MATERIAL PROVIDED:
◇ ◇ ◇ ◇ ◇

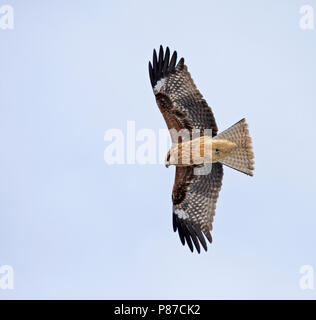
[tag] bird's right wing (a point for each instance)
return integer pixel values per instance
(180, 102)
(194, 202)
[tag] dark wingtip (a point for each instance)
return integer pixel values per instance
(190, 234)
(161, 67)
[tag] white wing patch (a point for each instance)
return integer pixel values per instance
(181, 214)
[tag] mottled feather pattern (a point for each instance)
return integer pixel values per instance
(183, 107)
(242, 158)
(200, 202)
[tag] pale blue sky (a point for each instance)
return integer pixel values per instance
(74, 227)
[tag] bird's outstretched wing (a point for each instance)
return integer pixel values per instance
(183, 107)
(179, 101)
(194, 201)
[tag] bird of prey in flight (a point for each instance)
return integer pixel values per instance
(197, 151)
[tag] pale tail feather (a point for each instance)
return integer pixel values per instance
(242, 158)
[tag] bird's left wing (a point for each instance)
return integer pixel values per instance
(179, 101)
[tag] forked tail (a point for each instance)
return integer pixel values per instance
(242, 158)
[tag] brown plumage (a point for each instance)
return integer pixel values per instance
(195, 145)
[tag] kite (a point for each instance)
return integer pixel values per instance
(197, 151)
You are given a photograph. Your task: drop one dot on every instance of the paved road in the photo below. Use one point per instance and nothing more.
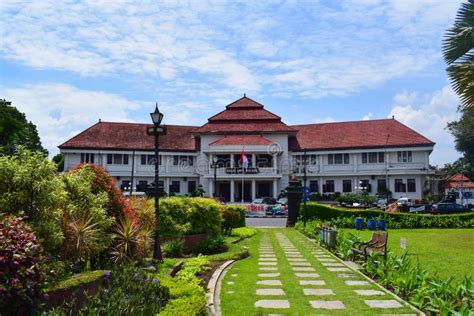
(265, 222)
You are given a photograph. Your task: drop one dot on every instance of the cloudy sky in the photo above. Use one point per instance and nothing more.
(68, 63)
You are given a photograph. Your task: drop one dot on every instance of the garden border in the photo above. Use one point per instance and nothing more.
(214, 288)
(419, 312)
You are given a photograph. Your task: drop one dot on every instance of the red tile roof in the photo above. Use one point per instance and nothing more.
(242, 140)
(356, 134)
(244, 116)
(458, 181)
(132, 136)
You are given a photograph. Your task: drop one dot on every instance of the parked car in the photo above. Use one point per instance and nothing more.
(264, 201)
(449, 208)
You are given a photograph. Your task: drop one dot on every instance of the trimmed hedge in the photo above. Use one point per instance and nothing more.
(345, 218)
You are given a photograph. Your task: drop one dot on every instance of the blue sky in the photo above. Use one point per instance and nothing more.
(68, 64)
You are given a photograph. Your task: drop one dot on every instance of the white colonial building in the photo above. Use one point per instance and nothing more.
(341, 157)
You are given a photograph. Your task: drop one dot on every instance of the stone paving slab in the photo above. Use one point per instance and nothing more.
(269, 282)
(307, 275)
(274, 292)
(268, 275)
(319, 292)
(369, 292)
(272, 304)
(267, 263)
(327, 304)
(312, 282)
(383, 303)
(356, 282)
(338, 269)
(302, 269)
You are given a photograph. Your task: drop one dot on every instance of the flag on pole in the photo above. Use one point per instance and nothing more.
(244, 160)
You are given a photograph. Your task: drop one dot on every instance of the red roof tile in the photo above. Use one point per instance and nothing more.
(357, 134)
(242, 140)
(244, 116)
(458, 181)
(132, 136)
(244, 102)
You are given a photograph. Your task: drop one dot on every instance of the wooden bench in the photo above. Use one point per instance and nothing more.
(377, 244)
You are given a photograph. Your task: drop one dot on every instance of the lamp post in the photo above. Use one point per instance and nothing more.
(304, 188)
(157, 117)
(214, 165)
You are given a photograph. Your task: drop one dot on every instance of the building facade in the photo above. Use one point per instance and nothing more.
(345, 157)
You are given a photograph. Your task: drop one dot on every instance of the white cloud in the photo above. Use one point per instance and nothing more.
(312, 50)
(429, 115)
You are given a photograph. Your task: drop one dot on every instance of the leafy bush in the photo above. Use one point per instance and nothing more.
(173, 248)
(234, 216)
(21, 277)
(394, 220)
(29, 187)
(126, 291)
(244, 232)
(212, 245)
(85, 222)
(102, 182)
(183, 215)
(187, 297)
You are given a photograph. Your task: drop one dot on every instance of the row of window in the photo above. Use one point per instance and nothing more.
(262, 160)
(174, 187)
(365, 185)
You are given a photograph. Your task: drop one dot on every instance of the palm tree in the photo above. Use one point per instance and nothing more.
(458, 51)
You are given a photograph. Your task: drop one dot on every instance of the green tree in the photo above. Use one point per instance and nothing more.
(15, 130)
(458, 51)
(59, 161)
(29, 187)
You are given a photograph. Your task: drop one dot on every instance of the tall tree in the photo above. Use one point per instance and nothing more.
(15, 130)
(458, 51)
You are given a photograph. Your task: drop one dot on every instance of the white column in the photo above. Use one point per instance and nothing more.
(232, 191)
(253, 189)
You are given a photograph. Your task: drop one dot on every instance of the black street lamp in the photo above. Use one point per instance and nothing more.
(215, 166)
(157, 117)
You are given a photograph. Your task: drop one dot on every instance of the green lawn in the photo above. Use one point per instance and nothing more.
(238, 291)
(448, 252)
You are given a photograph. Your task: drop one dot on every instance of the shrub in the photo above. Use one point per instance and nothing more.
(85, 222)
(234, 216)
(244, 232)
(183, 215)
(394, 220)
(21, 277)
(173, 248)
(29, 187)
(117, 206)
(212, 245)
(126, 291)
(205, 216)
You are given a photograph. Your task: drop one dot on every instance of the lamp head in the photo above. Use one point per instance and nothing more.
(156, 116)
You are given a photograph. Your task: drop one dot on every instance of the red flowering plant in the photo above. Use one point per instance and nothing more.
(21, 277)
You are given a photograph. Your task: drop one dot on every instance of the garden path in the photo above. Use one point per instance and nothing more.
(287, 273)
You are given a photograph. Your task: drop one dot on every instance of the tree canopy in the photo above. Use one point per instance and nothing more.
(16, 130)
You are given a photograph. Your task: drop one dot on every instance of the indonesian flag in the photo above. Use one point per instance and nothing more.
(244, 160)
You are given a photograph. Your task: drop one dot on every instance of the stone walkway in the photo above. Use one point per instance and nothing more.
(293, 274)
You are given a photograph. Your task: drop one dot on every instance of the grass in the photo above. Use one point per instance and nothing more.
(447, 252)
(239, 298)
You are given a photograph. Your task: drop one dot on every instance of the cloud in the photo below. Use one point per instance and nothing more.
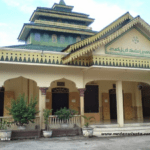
(28, 6)
(103, 12)
(3, 24)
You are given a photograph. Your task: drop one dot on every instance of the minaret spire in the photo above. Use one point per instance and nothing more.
(62, 2)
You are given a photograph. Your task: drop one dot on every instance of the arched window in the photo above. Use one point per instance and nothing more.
(59, 20)
(78, 39)
(37, 37)
(45, 37)
(54, 38)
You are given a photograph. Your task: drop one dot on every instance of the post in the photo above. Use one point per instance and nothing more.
(81, 91)
(119, 95)
(42, 102)
(138, 104)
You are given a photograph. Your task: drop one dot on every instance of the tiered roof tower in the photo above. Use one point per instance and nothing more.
(53, 29)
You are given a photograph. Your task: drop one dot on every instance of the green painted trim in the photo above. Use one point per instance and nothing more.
(120, 37)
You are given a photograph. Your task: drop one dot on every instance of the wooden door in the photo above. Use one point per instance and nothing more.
(127, 102)
(106, 106)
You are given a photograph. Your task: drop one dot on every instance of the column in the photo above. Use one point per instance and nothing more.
(42, 102)
(138, 104)
(81, 91)
(119, 96)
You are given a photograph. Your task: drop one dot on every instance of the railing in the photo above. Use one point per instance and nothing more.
(63, 24)
(29, 126)
(55, 122)
(129, 62)
(121, 62)
(31, 57)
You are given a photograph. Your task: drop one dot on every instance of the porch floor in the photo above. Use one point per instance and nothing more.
(114, 129)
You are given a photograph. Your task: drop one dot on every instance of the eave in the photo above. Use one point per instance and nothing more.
(49, 10)
(100, 34)
(27, 28)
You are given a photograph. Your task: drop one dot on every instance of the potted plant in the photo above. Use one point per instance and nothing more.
(22, 112)
(47, 133)
(87, 131)
(65, 114)
(5, 134)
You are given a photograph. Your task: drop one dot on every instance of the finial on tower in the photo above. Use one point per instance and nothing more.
(62, 2)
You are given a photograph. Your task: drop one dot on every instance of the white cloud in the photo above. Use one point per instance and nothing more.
(3, 24)
(103, 12)
(28, 6)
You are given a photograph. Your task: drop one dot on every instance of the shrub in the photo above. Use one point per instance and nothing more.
(88, 120)
(4, 124)
(64, 114)
(46, 114)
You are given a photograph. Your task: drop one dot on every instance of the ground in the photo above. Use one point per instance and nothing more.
(80, 143)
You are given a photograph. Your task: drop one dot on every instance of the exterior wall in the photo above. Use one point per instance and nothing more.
(8, 96)
(115, 74)
(131, 109)
(132, 43)
(45, 76)
(14, 87)
(42, 75)
(45, 38)
(100, 50)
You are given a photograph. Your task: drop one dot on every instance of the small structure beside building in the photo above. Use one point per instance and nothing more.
(65, 63)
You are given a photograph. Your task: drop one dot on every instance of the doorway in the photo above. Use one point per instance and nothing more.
(1, 102)
(60, 99)
(113, 105)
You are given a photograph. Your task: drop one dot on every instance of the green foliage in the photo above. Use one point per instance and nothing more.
(4, 124)
(88, 120)
(46, 114)
(64, 113)
(22, 112)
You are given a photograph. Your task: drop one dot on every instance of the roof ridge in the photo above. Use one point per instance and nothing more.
(62, 2)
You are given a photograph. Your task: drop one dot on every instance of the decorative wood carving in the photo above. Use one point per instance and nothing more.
(43, 90)
(82, 91)
(60, 90)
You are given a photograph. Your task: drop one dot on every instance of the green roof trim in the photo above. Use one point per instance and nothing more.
(36, 47)
(62, 2)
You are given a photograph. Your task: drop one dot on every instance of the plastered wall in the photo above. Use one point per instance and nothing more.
(74, 98)
(14, 87)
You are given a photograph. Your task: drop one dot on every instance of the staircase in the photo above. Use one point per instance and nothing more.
(115, 130)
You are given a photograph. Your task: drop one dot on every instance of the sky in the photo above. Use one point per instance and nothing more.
(14, 13)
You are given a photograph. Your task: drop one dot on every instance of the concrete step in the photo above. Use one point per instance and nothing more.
(136, 124)
(116, 125)
(105, 126)
(138, 130)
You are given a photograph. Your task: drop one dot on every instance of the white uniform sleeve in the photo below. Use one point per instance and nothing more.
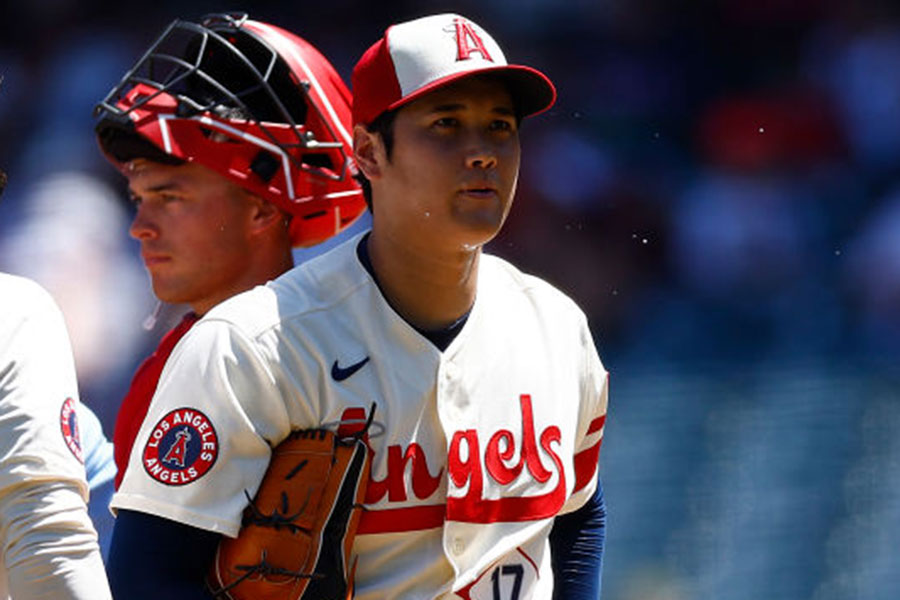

◇ ◇ ◇ ◇ ◇

TASK INSTRUCTIONS:
Using the records above, report how many lines include "bird", with no words around the number.

OUTPUT OF THE EXERCISE:
4